A few photos I took in Chiswick a few weeks back now - versions of a few of these have appeared on the 'final days' thread before, but as others have commented before it's better things are on the site more than once rather than not at all. A few views I haven't seen on this site before - apologies if I'm mistaken. My main reason for taking this trip was that I'm not sure how well Chiswick is known to many on here - I guess it's Ripper-relatedness depends on how you view Druitt as a suspect, but anyway I hope they add something for someone.
A big acknowledgement to Richard Jones, whose excellent London: History & Mystery provided an invaluable reference, surprisingly for a non-Ripper related chapter in a non-Ripper related book!. His Walking Haunted London is, if anything, even better.
As with my recent post of some Swanson document photos, taken on the same weekend (I have one final set in and around Whitechapel, Spitalfields and Aldgate still to post) I have found my technological ignorance a bit of a barrier here, and so as with that thread what I will do is simply post the links to the pages on Flickr at the appropriate places in the text, and if any clever mods want to attach them properly then that would be great, similarly if anyone else who knows how to do it wants to private message me with some idiot-proof instructions.
Osiers, Chiswick Mall. Built in 1786, owned in 1888 by Harry Wilson, Conservative member of Parliament. Wilson used it as the headquarters for his ‘Cambridge Conversazione Society’, aka ‘the Apostles’. Allegedly this was a society of ‘prominent though secretive homosexuals’ (Jones’ words), and as Druitt was found nearby (very nearby, in fact, as we shall see) it has been suggested that he had visited Wilson prior to his suicide (this is from Jones, I must admit it is not a reference I have come across?) Either way, it is a stunning house, one of many along this exclusive stretch (full of more Sunday morning joggers than you have ever seen in one place).
View along the Thames from Chiswick Mall, just a few feet into the road from where the Osiers shot was taken. Looks quite peaceful doesn't it? Chiswick Eyot just visible, an 'Eyot' for those who don't know being a small island in a river, of which there are many along the Thames, this being one of the largest. Chiswick Eyot was formerly used for growing a kind of wicker - osiers - for weaving baskets etc, hence the house name. The Oxford-Cambridge boat race passes along here.
Facing west along Chiswick Mall; Osiers is the last house visible (just!) before the road curves, just in front of the silver car.
Church Street Causeway. The location where Druitt’s body was found, more or less exactly. A few boats moored up here now, as likely then, one of which is just about visible on the left. Note the stray Halloween balloon. This is about ten yards from where the last photo was taken, and probably less than a hundred yards from Osiers. The boat race passes here, too.
Not the most salubrious of final resting places…
Looking back up the Causeway, towards Chiswick Mall, and St. Nicholas’ churchyard, where Hogarth – of 'Gin Lane' fame – is buried.

## SHORT EXERCISE A
In the Chiswick photo post, who owned Osiers in 1888?
## SHORT EXERCISE B
Continue the Chiswick photo post from the end of its last sentence.

## SUPPLIED RECORDS

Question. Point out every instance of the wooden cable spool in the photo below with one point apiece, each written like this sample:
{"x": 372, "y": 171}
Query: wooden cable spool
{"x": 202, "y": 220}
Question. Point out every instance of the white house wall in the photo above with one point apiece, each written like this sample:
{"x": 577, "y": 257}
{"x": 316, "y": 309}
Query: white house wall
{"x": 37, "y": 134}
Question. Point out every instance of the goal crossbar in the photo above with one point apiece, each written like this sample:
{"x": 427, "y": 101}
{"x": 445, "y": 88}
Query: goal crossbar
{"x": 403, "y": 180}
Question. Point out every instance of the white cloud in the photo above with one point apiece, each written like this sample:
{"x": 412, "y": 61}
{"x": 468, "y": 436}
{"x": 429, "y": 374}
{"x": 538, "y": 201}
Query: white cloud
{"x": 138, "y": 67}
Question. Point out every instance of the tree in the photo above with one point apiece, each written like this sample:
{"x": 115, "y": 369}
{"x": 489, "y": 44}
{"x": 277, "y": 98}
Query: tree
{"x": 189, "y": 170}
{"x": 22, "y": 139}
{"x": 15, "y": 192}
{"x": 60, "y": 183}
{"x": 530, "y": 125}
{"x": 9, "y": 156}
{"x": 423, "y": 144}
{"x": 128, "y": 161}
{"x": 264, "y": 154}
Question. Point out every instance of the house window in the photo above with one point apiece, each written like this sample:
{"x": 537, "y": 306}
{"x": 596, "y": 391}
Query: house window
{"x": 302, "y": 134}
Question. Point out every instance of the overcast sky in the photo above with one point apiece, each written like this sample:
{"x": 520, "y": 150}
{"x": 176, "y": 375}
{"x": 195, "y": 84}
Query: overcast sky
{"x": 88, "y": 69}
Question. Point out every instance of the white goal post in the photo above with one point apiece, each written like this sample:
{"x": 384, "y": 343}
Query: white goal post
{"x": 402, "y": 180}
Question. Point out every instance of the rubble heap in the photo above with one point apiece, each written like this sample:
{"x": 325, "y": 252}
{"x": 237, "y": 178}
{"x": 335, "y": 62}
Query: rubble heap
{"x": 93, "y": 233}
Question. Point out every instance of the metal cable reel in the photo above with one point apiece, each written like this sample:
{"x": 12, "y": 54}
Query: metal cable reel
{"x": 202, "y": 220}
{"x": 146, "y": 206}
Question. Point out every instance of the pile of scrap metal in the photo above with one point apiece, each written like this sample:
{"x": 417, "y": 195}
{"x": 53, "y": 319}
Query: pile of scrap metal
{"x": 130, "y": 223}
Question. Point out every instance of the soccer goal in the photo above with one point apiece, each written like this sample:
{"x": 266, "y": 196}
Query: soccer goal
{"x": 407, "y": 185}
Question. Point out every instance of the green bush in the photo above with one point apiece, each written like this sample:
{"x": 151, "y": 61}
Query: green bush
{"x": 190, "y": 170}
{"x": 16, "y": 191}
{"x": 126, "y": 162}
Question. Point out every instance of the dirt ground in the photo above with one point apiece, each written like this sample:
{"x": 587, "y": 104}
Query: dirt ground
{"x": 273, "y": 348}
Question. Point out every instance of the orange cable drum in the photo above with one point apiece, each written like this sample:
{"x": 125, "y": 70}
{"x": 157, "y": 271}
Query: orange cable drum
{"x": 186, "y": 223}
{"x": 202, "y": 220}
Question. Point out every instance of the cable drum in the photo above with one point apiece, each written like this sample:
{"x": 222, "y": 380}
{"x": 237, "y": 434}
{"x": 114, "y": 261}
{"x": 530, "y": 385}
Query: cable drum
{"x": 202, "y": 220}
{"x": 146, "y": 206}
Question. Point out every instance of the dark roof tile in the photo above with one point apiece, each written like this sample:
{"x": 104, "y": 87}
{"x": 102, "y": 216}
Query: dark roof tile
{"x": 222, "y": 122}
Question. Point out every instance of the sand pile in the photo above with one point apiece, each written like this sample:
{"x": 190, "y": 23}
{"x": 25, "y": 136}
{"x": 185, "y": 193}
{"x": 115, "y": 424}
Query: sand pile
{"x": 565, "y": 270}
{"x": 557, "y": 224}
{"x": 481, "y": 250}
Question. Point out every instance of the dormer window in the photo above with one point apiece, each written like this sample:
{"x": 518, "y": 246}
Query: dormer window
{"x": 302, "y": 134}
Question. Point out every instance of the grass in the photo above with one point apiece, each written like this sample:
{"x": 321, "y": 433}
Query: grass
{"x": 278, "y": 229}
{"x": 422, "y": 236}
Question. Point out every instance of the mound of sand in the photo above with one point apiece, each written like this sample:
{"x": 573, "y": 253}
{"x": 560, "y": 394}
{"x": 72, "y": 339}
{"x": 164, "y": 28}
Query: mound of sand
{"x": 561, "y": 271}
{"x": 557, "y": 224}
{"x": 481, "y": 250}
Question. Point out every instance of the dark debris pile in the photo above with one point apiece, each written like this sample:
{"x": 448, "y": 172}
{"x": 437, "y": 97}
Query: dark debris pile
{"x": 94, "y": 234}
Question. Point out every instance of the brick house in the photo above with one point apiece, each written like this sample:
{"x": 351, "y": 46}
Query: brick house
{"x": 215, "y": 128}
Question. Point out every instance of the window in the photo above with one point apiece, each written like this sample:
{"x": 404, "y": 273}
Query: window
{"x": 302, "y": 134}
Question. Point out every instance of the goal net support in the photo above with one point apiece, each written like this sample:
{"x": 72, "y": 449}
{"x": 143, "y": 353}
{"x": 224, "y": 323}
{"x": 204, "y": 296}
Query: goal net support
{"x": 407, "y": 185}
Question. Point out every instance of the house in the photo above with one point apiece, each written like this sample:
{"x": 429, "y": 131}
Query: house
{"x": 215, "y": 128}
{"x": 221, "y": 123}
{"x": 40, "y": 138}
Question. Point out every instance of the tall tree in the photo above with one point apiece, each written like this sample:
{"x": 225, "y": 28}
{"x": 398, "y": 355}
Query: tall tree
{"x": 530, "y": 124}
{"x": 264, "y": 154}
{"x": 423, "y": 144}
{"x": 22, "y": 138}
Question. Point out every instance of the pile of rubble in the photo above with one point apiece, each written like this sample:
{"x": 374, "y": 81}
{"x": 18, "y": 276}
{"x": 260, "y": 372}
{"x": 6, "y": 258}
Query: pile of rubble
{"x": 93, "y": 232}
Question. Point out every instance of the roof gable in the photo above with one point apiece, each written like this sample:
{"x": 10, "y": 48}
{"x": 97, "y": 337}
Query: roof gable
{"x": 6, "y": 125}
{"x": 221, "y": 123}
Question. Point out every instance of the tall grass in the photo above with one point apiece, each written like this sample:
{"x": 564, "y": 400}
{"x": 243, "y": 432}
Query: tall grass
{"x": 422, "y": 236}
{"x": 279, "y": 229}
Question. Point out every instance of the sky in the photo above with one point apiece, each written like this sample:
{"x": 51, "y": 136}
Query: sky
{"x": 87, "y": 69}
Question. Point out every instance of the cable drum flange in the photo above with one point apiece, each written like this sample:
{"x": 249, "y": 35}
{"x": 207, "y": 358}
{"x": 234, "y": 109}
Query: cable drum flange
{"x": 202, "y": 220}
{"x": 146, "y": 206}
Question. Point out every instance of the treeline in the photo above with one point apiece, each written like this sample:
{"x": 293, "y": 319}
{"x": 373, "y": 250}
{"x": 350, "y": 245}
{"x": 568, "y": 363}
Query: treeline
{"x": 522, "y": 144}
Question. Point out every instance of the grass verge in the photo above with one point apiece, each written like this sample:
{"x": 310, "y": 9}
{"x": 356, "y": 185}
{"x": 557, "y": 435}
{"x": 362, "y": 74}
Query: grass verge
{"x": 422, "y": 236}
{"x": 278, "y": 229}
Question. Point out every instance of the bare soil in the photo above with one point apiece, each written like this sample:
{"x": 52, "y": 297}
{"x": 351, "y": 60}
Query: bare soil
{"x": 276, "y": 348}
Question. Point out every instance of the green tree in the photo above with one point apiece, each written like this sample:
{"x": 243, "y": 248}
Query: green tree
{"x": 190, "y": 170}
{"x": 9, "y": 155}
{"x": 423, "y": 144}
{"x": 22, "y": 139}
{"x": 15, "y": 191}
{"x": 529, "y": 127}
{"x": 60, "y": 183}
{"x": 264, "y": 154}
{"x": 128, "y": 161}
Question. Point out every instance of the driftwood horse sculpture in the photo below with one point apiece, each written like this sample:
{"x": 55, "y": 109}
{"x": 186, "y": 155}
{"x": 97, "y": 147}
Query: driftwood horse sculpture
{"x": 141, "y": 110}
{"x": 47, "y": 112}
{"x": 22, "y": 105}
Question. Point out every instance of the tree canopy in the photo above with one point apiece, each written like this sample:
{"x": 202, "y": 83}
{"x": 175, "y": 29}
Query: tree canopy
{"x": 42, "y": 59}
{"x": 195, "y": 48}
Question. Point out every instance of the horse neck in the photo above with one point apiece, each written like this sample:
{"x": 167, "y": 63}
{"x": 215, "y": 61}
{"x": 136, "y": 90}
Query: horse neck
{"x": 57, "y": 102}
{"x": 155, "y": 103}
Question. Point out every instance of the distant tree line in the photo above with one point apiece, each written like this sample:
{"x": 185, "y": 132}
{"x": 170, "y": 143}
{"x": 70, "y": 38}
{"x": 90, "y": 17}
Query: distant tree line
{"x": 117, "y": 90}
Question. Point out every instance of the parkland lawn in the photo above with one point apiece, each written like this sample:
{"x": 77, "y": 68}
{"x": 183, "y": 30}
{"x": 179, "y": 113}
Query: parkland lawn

## RIGHT ANSWER A
Harry Wilson, a Conservative member of Parliament.

## RIGHT ANSWER B
Church Street Causeway, 1849. From the information board on the wall by the ramp – and no, it makes no mention of Druitt. The Causeway can be seen two-thirds along on the right, St. Nicholas’ to the left and Chiswick Mall on the right, up which ‘we’ have just walked right to left.
Hogarth’s grave, epitaph by David Garrick. Couldn’t resist.
Old Burlington; a little bit of local flavour! An Elizabethan building, formerly the Burlington Arms (more on Lord Burlington later). Allegedly the site of Dick Turpin’s wedding breakfast. And immediately next door to…
Lamb Cottage, formerly the Lamb Tap public house – site of Montague Druitt’s inquest in 1889. The adjacent brewery still extant behind (2nd photo is the yard seperating Lamb Cottage from Old Burlington, formerly the access to the brewery).
Looking back towards the Thames from the Lamb Tap site, Old Burlington on the left, the Causeway just about visible straight ahead.
Chiswick Square. Another bit of local flavour. Described in Vanity Fair (the novel not the magazine), one of the smallest squares in London, Boston House (facing) is 17th century, the surrounding houses are 18th century.
Standing in Chiswick Square, facing the other way – what a contrast. The Great North Road, possibly the most depressing road in all of London. The flyover to the left leads up to the Hogarth Roundabout – you really know you’ve made it when you get a roundabout named after you. Very few places in London so clearly illustrate the capital’s growth over the last couple of centuries or so as Chiswick (to my mind at least), and how what is now just a rather pretty Western part of the capital would once have been a sleepy parochial village – as it would have still been in Druitt’s day.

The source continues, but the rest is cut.